Start of Records provided

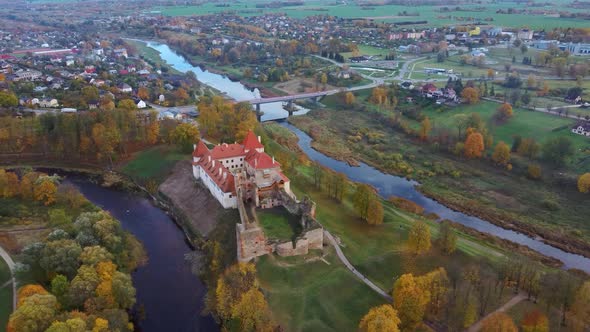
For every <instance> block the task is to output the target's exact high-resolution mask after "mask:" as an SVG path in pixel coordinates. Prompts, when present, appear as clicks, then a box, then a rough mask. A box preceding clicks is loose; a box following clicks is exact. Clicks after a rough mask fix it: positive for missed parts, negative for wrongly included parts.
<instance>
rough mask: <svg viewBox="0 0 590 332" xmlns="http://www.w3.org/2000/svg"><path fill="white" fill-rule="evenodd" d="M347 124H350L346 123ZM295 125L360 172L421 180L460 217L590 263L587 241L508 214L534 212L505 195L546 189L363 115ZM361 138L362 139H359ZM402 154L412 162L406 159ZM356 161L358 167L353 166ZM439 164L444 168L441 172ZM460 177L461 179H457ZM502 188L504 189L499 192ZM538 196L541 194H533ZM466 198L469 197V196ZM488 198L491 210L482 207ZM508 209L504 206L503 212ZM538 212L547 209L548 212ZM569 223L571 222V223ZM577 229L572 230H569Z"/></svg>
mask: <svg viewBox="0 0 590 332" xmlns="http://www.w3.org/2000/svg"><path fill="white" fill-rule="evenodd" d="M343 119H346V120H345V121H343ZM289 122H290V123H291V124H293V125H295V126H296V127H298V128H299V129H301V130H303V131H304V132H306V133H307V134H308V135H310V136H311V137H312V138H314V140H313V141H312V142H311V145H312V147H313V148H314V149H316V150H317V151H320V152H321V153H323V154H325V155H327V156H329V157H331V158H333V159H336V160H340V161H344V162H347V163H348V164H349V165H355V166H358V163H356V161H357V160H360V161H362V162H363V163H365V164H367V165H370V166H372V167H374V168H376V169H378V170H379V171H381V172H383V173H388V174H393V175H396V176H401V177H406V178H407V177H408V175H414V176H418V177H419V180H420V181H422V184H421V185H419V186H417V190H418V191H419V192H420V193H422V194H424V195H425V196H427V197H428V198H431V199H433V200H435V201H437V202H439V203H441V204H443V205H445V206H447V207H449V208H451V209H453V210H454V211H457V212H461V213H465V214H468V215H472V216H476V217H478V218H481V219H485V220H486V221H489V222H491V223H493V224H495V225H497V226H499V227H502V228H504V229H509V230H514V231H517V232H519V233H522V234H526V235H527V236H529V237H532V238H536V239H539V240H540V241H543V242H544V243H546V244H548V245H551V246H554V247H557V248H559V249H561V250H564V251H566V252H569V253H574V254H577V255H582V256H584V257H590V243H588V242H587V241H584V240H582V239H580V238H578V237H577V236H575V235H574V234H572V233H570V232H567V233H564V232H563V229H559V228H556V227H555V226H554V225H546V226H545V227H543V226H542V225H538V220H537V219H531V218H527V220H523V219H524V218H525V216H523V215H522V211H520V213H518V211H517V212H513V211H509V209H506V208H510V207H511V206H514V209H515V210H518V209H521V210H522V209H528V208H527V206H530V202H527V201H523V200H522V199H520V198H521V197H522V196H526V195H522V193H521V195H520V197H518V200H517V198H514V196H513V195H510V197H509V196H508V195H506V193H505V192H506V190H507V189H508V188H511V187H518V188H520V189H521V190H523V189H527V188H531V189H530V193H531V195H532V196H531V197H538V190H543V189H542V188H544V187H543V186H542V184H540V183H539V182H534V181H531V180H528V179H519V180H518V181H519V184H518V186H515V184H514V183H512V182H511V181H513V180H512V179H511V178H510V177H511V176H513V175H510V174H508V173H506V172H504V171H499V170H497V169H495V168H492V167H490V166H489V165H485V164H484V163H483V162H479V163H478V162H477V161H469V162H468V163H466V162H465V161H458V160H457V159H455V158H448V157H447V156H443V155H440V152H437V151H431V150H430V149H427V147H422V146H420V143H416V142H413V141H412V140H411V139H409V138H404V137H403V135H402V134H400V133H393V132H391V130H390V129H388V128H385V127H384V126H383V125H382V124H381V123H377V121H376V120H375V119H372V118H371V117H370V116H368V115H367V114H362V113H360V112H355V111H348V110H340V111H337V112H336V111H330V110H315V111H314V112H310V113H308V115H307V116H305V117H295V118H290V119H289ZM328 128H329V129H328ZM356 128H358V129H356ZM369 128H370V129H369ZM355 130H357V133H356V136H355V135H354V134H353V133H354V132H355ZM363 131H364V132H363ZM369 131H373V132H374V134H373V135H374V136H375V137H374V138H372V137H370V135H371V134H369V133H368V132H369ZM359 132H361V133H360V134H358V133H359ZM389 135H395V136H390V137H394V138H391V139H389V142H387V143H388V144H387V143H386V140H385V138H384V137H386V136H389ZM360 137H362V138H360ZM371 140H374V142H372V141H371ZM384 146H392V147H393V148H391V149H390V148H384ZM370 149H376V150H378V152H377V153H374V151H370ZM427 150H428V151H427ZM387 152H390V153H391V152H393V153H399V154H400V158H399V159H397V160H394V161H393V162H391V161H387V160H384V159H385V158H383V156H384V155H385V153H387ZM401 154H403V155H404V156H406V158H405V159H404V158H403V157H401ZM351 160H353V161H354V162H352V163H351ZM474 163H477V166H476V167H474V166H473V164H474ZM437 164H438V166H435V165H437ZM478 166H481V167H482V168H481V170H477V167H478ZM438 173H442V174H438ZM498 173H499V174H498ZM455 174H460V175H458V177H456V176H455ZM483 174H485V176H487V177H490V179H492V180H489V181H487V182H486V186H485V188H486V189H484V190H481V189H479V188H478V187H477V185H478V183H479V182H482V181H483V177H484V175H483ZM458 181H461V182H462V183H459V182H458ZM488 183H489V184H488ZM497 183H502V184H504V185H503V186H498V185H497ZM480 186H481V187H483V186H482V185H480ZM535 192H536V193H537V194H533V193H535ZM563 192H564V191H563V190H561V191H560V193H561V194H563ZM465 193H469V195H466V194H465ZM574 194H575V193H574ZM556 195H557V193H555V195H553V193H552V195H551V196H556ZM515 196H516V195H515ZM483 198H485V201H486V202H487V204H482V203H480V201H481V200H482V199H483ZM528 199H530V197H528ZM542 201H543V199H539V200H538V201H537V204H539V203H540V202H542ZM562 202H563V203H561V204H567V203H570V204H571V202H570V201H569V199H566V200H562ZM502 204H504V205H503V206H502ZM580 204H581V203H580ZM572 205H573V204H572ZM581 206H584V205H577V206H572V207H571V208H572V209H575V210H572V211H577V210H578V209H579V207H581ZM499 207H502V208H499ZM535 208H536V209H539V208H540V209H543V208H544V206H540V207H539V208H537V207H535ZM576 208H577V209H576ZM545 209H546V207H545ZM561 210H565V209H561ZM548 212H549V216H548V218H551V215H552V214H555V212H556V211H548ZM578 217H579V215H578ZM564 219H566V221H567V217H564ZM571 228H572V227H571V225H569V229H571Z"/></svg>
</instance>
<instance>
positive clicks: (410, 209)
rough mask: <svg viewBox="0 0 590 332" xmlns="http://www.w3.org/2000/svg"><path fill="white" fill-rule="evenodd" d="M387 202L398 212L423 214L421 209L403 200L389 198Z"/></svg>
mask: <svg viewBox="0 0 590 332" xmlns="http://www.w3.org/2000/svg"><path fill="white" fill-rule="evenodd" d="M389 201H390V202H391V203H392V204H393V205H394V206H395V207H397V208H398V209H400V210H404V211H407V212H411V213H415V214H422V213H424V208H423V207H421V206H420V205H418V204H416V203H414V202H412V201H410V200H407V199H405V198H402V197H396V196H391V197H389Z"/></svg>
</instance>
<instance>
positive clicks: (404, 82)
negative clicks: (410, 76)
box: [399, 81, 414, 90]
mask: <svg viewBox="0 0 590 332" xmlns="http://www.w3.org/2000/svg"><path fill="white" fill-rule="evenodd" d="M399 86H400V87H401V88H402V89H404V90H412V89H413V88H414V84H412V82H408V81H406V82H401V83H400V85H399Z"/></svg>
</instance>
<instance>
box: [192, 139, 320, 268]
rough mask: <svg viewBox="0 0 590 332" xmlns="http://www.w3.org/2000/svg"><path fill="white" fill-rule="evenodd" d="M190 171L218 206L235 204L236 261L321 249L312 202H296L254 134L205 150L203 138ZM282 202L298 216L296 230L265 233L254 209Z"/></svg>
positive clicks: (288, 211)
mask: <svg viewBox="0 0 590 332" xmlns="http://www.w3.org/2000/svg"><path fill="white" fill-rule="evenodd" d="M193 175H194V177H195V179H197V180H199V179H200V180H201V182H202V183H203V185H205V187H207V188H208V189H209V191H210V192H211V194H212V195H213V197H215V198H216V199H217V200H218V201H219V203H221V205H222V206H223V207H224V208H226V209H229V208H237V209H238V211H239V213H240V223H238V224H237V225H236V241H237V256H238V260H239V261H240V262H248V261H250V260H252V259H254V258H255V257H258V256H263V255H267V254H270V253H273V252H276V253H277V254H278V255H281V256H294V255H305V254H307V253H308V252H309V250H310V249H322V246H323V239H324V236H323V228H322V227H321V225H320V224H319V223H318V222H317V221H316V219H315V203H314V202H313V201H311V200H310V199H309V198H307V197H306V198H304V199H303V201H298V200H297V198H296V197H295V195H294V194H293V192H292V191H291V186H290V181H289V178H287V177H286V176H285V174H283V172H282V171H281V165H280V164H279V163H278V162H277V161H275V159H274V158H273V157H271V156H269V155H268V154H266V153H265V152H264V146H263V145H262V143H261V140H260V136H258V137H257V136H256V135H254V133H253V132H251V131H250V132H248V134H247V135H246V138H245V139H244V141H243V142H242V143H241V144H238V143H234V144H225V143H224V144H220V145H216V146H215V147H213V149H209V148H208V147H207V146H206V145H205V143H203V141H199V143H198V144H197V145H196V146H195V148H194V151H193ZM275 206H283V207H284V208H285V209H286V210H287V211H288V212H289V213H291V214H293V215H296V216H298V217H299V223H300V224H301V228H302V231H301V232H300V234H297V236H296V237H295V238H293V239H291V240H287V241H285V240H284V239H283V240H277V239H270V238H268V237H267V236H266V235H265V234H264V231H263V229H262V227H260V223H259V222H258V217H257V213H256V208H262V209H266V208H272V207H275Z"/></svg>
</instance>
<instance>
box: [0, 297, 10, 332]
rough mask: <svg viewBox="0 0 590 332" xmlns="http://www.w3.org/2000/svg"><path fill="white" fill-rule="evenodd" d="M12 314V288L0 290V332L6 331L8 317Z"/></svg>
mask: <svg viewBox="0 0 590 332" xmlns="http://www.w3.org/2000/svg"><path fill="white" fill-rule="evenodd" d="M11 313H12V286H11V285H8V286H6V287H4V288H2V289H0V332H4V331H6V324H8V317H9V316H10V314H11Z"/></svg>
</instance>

End of Records provided

Collect every line in the entries above that contains the word "rough", counting only matches in the same case.

[Result of this task]
For every <instance> block the task is to output the target's exact high-resolution mask after "mask:" as an SVG path in pixel coordinates. Prompts, when present, appear as clicks, then a box, then a rough mask. A box preceding clicks is loose; a box following clicks is exact. Clicks after a rough mask fix it: positive for missed parts, negative for wrongly included parts.
rough mask: <svg viewBox="0 0 590 332" xmlns="http://www.w3.org/2000/svg"><path fill="white" fill-rule="evenodd" d="M347 124H350L346 123ZM295 125L360 172L421 180L460 217L590 263L587 241L508 214L534 212L505 195L546 189L363 115ZM361 138L362 139H359ZM402 154L412 162L406 159ZM356 161L358 167L353 166ZM439 164L444 168L441 172ZM460 177L461 179H457ZM502 188L504 189L499 192ZM538 196L541 194H533ZM466 198L469 197V196ZM488 198L491 210L482 207ZM508 209L504 206L503 212ZM538 212L547 209L548 212ZM569 223L571 222V223ZM577 229L572 230H569Z"/></svg>
rough mask: <svg viewBox="0 0 590 332" xmlns="http://www.w3.org/2000/svg"><path fill="white" fill-rule="evenodd" d="M387 202L398 212L423 214L421 209L403 200L389 198Z"/></svg>
rough mask: <svg viewBox="0 0 590 332" xmlns="http://www.w3.org/2000/svg"><path fill="white" fill-rule="evenodd" d="M190 171L218 206L235 204L236 261L321 249L312 202H296L254 134L205 150L203 138ZM282 202L298 216L296 230L265 233L254 209Z"/></svg>
rough mask: <svg viewBox="0 0 590 332" xmlns="http://www.w3.org/2000/svg"><path fill="white" fill-rule="evenodd" d="M12 314V288L0 290V332L6 331L8 317Z"/></svg>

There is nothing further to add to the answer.